» **TASK**
Please quote the material exactly, every line of it.

» **RECORDS SUPPLIED**
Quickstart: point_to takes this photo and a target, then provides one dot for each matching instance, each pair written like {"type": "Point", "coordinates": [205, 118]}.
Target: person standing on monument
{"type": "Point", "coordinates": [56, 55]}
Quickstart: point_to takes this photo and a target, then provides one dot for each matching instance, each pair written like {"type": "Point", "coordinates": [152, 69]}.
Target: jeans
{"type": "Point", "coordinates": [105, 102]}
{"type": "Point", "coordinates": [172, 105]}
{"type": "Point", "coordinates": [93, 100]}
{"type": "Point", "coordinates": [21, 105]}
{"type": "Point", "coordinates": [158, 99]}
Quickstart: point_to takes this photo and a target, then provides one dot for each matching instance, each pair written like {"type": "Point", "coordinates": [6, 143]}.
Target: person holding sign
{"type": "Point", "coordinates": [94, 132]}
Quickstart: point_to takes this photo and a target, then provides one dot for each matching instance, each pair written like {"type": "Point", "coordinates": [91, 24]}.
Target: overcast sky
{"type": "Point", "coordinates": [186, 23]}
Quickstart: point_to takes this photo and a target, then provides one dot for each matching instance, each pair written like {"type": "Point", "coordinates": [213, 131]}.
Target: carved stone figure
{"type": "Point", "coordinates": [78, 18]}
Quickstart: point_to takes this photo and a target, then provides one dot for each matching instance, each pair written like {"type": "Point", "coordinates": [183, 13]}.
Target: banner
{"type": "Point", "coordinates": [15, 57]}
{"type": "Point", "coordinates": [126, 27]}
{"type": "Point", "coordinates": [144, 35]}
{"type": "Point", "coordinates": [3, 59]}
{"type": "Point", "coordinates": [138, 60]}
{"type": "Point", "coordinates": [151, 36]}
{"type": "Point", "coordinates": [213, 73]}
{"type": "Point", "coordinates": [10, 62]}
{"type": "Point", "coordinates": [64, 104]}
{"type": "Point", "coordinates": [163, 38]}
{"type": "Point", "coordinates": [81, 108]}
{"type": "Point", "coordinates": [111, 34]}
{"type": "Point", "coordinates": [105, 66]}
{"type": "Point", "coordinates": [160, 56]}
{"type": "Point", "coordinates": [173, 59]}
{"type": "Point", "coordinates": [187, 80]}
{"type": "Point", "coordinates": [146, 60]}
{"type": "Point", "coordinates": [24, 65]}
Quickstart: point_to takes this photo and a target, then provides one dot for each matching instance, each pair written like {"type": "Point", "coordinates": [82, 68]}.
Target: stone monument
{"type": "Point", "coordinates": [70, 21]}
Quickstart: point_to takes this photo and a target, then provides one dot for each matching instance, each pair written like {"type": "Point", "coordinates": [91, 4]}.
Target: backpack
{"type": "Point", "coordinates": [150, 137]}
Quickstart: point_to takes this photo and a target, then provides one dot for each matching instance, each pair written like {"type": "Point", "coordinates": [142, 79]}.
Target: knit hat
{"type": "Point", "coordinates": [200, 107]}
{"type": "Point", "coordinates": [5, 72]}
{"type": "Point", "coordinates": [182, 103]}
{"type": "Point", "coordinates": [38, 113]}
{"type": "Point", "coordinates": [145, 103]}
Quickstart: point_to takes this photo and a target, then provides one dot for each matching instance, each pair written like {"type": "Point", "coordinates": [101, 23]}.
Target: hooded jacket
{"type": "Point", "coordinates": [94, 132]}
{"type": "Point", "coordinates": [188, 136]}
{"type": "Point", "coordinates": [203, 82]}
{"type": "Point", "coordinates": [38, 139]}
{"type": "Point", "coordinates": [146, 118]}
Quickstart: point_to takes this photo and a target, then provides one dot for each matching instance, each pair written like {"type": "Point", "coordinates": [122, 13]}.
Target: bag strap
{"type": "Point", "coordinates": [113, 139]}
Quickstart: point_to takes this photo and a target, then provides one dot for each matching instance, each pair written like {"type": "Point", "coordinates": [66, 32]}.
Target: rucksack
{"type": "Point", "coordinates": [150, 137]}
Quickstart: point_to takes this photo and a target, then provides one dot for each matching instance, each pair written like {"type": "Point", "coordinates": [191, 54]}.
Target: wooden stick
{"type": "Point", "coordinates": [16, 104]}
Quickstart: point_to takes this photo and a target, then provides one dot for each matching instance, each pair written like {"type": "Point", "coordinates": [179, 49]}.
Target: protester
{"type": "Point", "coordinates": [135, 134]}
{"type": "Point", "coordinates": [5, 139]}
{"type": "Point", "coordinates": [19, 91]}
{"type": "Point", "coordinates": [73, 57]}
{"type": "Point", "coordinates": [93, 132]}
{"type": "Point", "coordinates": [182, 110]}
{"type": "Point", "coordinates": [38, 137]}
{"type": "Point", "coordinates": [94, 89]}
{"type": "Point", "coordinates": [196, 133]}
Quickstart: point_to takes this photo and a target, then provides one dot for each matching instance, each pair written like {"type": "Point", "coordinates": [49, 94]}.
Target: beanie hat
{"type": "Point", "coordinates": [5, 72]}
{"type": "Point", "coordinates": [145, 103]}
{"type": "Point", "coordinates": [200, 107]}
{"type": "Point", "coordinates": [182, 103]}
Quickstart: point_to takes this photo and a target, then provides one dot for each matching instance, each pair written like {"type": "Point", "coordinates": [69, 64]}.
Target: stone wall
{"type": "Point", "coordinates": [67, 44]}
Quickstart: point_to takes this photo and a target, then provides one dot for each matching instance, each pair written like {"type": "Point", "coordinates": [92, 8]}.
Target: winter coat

» **TASK RESULT**
Quickstart: point_to takes this photo and a target, then provides one dot for each matching instance, each pair written like {"type": "Point", "coordinates": [205, 118]}.
Target: person standing on monument
{"type": "Point", "coordinates": [56, 55]}
Quickstart: point_to takes this photo and a target, then provides one dot for each matching instance, each pair written like {"type": "Point", "coordinates": [152, 69]}.
Target: jeans
{"type": "Point", "coordinates": [105, 102]}
{"type": "Point", "coordinates": [172, 105]}
{"type": "Point", "coordinates": [93, 100]}
{"type": "Point", "coordinates": [21, 105]}
{"type": "Point", "coordinates": [158, 99]}
Quickstart: point_to takes this photo and a target, then provides one dot for each matching instance, each pair written like {"type": "Point", "coordinates": [6, 143]}.
Target: person holding sign
{"type": "Point", "coordinates": [94, 132]}
Quickstart: point_to takes this photo and a target, then provides one dot for each matching instance, each pair written like {"type": "Point", "coordinates": [91, 24]}.
Target: overcast sky
{"type": "Point", "coordinates": [186, 23]}
Quickstart: point_to takes this photo and a target, then provides one dot for each matching instance, each pair written like {"type": "Point", "coordinates": [213, 131]}.
Target: carved stone figure
{"type": "Point", "coordinates": [78, 18]}
Quickstart: point_to takes this photo and a target, then provides one dot for each matching instance, each pair written like {"type": "Point", "coordinates": [183, 13]}.
Target: banner
{"type": "Point", "coordinates": [15, 57]}
{"type": "Point", "coordinates": [126, 27]}
{"type": "Point", "coordinates": [144, 35]}
{"type": "Point", "coordinates": [3, 59]}
{"type": "Point", "coordinates": [138, 60]}
{"type": "Point", "coordinates": [151, 36]}
{"type": "Point", "coordinates": [213, 73]}
{"type": "Point", "coordinates": [10, 62]}
{"type": "Point", "coordinates": [64, 104]}
{"type": "Point", "coordinates": [163, 38]}
{"type": "Point", "coordinates": [81, 108]}
{"type": "Point", "coordinates": [111, 34]}
{"type": "Point", "coordinates": [105, 66]}
{"type": "Point", "coordinates": [160, 56]}
{"type": "Point", "coordinates": [173, 59]}
{"type": "Point", "coordinates": [187, 80]}
{"type": "Point", "coordinates": [146, 60]}
{"type": "Point", "coordinates": [24, 65]}
Quickstart: point_to takes this photo and a target, then provides one dot for each matching instance, each pair written like {"type": "Point", "coordinates": [82, 68]}.
Target: stone monument
{"type": "Point", "coordinates": [70, 21]}
Quickstart: point_to takes this photo and a target, then provides one dot for each matching instance, each pair written like {"type": "Point", "coordinates": [91, 4]}.
Target: backpack
{"type": "Point", "coordinates": [150, 137]}
Quickstart: point_to takes this photo and a target, then provides one dot for each matching instance, each pair written like {"type": "Point", "coordinates": [142, 79]}.
Target: knit hat
{"type": "Point", "coordinates": [200, 107]}
{"type": "Point", "coordinates": [5, 72]}
{"type": "Point", "coordinates": [182, 103]}
{"type": "Point", "coordinates": [38, 113]}
{"type": "Point", "coordinates": [145, 103]}
Quickstart: point_to takes this photo and a target, then provides one dot for each matching instance, each pair written like {"type": "Point", "coordinates": [101, 23]}.
Target: hooded jacket
{"type": "Point", "coordinates": [94, 132]}
{"type": "Point", "coordinates": [188, 136]}
{"type": "Point", "coordinates": [203, 82]}
{"type": "Point", "coordinates": [38, 139]}
{"type": "Point", "coordinates": [146, 118]}
Quickstart: point_to takes this photo and a target, then provides one dot for each matching instance, each pair written like {"type": "Point", "coordinates": [122, 13]}.
Target: bag strap
{"type": "Point", "coordinates": [113, 139]}
Quickstart: point_to takes this photo and a target, then provides one dot for each matching instance, each pair written like {"type": "Point", "coordinates": [66, 32]}.
Target: rucksack
{"type": "Point", "coordinates": [150, 137]}
Quickstart: point_to takes this photo and a target, then provides one dot for each matching instance, each pair written like {"type": "Point", "coordinates": [191, 54]}.
Target: wooden stick
{"type": "Point", "coordinates": [16, 104]}
Quickstart: point_to takes this photo and a target, then provides one dot for each matching instance, each pair written like {"type": "Point", "coordinates": [179, 49]}.
Target: protester
{"type": "Point", "coordinates": [135, 134]}
{"type": "Point", "coordinates": [5, 139]}
{"type": "Point", "coordinates": [19, 91]}
{"type": "Point", "coordinates": [73, 57]}
{"type": "Point", "coordinates": [93, 132]}
{"type": "Point", "coordinates": [182, 110]}
{"type": "Point", "coordinates": [38, 137]}
{"type": "Point", "coordinates": [94, 89]}
{"type": "Point", "coordinates": [196, 133]}
Quickstart: point_to takes this photo and a target, then provides one dot for each matching instance, each pair written like {"type": "Point", "coordinates": [49, 94]}.
Target: beanie hat
{"type": "Point", "coordinates": [5, 72]}
{"type": "Point", "coordinates": [145, 103]}
{"type": "Point", "coordinates": [200, 107]}
{"type": "Point", "coordinates": [182, 103]}
Quickstart: point_to takes this photo and a target, then provides one dot for each matching instance, each pair written like {"type": "Point", "coordinates": [69, 64]}.
Target: stone wall
{"type": "Point", "coordinates": [67, 44]}
Quickstart: point_to takes this photo and a target, then provides one dot for each matching instance, each pair written like {"type": "Point", "coordinates": [92, 8]}.
Target: winter coat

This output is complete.